#### Dataset extract

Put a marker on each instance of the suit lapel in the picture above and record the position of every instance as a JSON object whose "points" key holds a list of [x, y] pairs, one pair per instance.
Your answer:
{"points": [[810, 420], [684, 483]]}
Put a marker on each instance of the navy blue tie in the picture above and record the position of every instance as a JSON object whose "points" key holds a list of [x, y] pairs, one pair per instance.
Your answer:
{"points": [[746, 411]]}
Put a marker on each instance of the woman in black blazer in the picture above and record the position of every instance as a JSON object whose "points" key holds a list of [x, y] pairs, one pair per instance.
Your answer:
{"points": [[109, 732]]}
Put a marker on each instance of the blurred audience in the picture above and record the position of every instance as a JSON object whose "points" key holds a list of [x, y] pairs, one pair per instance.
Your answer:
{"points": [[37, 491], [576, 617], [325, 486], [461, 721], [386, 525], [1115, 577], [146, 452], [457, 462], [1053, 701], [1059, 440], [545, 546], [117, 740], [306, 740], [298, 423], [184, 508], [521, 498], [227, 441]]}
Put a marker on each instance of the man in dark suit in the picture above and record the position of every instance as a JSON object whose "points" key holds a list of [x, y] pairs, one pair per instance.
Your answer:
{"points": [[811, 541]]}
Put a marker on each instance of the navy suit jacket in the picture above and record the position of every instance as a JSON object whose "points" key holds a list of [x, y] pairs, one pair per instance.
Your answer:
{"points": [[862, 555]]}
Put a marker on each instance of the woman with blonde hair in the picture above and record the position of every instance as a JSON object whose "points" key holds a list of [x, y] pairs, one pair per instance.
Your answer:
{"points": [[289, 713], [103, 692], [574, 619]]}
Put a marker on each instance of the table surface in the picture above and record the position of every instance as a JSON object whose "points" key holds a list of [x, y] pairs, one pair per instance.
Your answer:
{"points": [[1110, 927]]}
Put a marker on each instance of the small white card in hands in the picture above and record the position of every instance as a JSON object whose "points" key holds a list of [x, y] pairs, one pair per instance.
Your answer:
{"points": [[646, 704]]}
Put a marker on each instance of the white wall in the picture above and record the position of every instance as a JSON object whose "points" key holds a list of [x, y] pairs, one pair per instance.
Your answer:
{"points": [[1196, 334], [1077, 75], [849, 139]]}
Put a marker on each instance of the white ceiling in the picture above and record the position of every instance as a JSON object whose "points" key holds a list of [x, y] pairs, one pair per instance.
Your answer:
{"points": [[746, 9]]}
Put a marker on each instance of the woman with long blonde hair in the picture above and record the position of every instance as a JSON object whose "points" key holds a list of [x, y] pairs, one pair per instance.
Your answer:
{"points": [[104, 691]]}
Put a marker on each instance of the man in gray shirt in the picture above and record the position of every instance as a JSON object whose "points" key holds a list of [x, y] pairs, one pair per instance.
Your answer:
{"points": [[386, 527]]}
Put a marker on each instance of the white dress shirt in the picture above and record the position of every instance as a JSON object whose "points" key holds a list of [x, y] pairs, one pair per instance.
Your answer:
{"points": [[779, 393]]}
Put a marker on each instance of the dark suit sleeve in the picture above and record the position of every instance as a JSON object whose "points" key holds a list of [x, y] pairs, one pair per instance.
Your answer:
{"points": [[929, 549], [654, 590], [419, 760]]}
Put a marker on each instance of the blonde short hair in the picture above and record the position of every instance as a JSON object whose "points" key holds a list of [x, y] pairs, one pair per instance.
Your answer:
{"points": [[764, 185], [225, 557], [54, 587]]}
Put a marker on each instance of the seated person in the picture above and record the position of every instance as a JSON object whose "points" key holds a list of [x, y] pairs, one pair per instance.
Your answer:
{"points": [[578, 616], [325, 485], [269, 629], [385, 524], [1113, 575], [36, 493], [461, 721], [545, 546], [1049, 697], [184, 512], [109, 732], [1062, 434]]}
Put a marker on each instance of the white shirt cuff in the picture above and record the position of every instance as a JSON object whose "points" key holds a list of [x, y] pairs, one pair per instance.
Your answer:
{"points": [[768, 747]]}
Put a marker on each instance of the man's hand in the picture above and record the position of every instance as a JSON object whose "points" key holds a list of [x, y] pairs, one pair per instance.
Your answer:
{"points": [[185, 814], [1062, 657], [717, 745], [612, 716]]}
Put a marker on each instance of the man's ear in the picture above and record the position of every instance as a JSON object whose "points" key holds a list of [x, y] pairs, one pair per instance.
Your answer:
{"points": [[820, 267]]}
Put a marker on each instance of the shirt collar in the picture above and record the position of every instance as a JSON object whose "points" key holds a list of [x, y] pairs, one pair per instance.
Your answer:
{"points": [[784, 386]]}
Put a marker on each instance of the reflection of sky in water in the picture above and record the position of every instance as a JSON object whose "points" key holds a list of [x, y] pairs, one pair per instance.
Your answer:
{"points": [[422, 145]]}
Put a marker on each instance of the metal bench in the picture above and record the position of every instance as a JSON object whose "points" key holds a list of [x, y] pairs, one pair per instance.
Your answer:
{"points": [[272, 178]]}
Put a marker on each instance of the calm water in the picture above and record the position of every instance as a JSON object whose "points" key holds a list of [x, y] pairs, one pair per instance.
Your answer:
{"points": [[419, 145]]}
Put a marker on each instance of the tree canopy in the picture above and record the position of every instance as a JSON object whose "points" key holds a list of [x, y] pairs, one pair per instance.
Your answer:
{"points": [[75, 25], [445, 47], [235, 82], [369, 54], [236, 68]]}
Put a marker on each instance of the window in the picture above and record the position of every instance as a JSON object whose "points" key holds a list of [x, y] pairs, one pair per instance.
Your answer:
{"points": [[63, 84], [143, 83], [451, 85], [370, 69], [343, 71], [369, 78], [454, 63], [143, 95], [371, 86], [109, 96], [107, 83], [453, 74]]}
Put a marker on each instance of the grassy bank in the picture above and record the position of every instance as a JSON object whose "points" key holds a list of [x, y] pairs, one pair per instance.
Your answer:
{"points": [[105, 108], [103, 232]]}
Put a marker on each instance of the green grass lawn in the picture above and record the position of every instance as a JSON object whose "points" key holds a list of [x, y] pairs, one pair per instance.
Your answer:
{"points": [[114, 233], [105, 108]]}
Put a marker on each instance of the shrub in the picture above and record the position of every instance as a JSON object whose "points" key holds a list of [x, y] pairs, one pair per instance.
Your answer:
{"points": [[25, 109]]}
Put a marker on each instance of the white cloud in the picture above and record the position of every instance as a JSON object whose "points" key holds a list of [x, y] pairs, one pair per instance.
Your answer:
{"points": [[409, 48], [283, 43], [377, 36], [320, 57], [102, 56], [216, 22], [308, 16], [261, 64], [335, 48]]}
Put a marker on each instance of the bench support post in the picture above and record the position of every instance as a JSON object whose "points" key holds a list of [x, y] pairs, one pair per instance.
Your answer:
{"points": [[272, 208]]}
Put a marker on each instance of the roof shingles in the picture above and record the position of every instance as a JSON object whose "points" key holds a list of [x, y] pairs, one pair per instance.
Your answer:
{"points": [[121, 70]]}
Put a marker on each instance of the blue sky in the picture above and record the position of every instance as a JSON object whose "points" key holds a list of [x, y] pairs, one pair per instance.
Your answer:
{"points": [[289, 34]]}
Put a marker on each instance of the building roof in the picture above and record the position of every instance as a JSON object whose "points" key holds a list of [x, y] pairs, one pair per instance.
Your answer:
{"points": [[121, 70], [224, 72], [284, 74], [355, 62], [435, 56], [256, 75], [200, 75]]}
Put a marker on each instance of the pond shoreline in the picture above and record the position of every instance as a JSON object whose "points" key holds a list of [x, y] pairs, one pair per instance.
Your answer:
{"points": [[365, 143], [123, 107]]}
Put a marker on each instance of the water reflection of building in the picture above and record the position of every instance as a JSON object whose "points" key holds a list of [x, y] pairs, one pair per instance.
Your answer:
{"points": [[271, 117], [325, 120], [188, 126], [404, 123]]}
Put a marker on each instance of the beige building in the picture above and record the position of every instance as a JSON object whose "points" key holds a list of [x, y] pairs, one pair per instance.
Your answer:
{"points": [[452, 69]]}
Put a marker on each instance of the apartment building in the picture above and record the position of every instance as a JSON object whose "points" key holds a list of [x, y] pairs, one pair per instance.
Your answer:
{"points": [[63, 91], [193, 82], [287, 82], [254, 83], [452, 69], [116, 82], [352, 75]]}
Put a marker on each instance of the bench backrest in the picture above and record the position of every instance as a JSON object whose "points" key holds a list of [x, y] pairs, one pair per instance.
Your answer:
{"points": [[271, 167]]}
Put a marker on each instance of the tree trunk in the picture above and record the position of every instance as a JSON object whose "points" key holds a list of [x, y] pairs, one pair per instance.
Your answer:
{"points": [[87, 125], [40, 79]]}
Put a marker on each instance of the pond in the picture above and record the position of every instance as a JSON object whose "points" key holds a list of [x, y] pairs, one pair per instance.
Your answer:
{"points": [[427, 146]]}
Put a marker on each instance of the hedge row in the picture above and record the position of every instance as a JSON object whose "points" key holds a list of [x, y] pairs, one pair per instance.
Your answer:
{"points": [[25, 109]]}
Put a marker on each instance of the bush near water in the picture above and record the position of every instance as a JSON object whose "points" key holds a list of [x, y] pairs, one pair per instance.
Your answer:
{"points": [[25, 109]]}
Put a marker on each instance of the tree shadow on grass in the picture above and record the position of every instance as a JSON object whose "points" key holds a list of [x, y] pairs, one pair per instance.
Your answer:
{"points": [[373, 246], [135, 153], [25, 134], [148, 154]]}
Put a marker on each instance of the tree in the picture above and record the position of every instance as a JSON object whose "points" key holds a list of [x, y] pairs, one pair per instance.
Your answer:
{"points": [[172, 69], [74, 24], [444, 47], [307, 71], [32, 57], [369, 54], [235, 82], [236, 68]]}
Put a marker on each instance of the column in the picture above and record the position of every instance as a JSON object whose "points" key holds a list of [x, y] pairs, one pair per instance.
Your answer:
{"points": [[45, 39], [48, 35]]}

...

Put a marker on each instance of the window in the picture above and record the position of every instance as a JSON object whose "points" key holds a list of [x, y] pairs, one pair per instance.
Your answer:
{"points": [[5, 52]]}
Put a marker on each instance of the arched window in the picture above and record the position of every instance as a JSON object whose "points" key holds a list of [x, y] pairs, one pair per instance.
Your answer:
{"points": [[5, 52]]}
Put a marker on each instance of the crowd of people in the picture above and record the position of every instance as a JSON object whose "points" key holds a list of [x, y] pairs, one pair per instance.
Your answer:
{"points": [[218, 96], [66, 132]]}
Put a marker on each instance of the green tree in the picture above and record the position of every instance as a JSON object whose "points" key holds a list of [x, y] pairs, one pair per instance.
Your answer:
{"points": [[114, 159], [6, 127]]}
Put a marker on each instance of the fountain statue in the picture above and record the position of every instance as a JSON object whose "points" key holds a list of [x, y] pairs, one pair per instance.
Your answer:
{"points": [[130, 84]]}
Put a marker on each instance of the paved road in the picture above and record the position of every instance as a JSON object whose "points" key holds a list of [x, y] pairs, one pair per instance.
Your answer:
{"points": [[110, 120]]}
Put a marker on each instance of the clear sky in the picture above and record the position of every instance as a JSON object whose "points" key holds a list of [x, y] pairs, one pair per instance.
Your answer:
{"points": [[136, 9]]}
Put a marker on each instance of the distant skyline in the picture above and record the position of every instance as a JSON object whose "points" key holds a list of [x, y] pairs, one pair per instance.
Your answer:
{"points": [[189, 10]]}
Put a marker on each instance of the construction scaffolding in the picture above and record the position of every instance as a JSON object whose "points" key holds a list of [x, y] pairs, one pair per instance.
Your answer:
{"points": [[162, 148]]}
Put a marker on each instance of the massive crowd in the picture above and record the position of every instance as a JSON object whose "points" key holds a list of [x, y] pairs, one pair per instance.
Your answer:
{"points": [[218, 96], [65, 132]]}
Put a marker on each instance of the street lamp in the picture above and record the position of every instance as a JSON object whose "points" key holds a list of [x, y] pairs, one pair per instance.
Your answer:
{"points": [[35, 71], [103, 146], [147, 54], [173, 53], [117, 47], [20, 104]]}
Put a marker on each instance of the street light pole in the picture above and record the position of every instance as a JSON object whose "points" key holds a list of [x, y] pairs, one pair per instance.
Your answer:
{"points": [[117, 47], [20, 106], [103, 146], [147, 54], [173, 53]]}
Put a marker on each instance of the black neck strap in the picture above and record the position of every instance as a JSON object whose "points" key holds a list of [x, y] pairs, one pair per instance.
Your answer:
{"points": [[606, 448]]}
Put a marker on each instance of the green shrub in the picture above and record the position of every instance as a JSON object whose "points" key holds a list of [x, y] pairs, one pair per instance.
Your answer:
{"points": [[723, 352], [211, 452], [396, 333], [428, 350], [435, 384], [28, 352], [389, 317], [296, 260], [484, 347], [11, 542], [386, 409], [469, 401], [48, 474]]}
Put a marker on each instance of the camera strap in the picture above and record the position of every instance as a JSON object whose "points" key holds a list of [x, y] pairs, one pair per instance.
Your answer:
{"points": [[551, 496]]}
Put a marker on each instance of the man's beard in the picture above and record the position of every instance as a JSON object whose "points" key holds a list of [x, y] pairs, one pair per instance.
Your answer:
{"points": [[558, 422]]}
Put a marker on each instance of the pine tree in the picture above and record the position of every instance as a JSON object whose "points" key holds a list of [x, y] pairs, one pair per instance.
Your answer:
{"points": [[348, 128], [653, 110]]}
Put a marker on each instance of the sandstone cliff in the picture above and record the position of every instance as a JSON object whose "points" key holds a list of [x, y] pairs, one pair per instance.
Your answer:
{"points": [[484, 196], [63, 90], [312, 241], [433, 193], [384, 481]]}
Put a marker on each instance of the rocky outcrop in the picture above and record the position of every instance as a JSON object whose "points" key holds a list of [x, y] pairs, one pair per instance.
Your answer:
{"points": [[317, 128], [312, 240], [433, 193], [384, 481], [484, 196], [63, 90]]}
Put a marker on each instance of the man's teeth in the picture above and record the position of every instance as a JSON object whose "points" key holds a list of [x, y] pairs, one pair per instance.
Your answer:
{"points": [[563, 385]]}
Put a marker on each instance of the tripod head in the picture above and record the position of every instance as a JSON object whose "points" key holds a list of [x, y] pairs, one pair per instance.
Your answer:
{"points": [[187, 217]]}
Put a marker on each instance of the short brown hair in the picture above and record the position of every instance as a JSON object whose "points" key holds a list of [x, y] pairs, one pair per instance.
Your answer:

#### Written request
Report every line of the data above that contains the word "short".

#### Response to the task
Put a marker on each instance of the blonde short hair in the picture above and record the position of every instance as a JSON object whose "points" key holds a list of [x, y] pairs, one pair per instance.
Put a marker on each instance of the short brown hair in the picture above and record the position of every instance as a JSON object whose "points" key holds a list of [x, y] pairs, one pair per instance.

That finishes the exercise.